## Exercise task
Please sum up the food and supply chain newsletter below in two sentences.

Hey there,
Welcome back to Before the Cutting Board, your sometimes weekly, sometimes “Lindsey is tired, so let’s try again next week” roundup of food + supply chain hot topics to help keep you up to speed on what’s going down with your food.
Let’s dig in.
-This Week-
Surging port emissions
Earlier this month, the LA Times reported on an announcement from Port of LA and Port of Long Beach officials acknowledging that port emissions have surged over the last two years. The ports attribute the pollution spike to the supply chain chaos that led to over 100 ships stuck in San Pedro Bay, but activists from surrounding communities say that this is the culmination of a long record of ignored concerns. Interestingly, the article also touches on how the ports’ clean-air transition strategies for ships were apparently thwarted by California’s heat-strained power grid. It highlights that it will be important to monitor what trade-offs are prioritized (and why) as large scale emitters attempt to make clean transitions.
More money, more problems
By now (hopefully), you’ve likely heard that two of the largest grocery companies in the US - Krogers and Albertsons - have proposed a $25B merger. Writing for Forbes, Errol Schweizer breaks down why we shouldn’t need another lesson in how consolidation weakens our food systems. Meanwhile, the two grocery mammoths are planning a $4B shareholder payout before the merger has even been reviewed by federal authorities; a move that has sparked ire from at least 6 state attorneys general.

## Given records
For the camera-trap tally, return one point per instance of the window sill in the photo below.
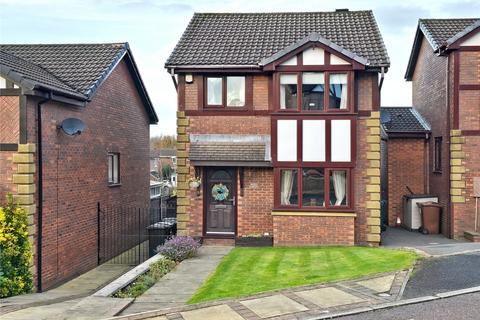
(114, 185)
(344, 213)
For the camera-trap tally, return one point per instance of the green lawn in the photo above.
(246, 271)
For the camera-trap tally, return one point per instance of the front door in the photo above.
(220, 194)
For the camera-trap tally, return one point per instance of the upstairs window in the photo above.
(225, 91)
(338, 91)
(113, 168)
(437, 156)
(288, 91)
(306, 91)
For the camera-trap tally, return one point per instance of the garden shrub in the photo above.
(15, 251)
(157, 270)
(179, 248)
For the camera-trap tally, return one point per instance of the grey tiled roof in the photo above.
(403, 120)
(248, 38)
(75, 68)
(443, 32)
(227, 151)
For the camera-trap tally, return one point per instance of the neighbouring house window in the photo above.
(313, 89)
(437, 157)
(338, 92)
(338, 187)
(311, 187)
(113, 168)
(288, 187)
(313, 192)
(312, 86)
(154, 192)
(288, 91)
(226, 91)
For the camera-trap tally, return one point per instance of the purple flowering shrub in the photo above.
(179, 248)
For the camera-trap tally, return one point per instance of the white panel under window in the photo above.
(313, 56)
(290, 62)
(337, 60)
(340, 141)
(287, 140)
(313, 140)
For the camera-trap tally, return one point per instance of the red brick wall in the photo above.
(256, 204)
(469, 116)
(406, 167)
(9, 119)
(230, 125)
(75, 172)
(7, 169)
(429, 98)
(312, 231)
(464, 217)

## Correct answer
Port of LA and Port of Long Beach officials acknowledged that port emissions have surged over the last two years, which they attribute to the supply chain chaos that left over 100 ships stuck in San Pedro Bay, while activists from surrounding communities call it the culmination of long-ignored concerns. Krogers and Albertsons have proposed a $25B merger, which Errol Schweizer argues in Forbes reflects the way consolidation weakens food systems, and their planned $4B shareholder payout before federal review has drawn ire from at least 6 state attorneys general.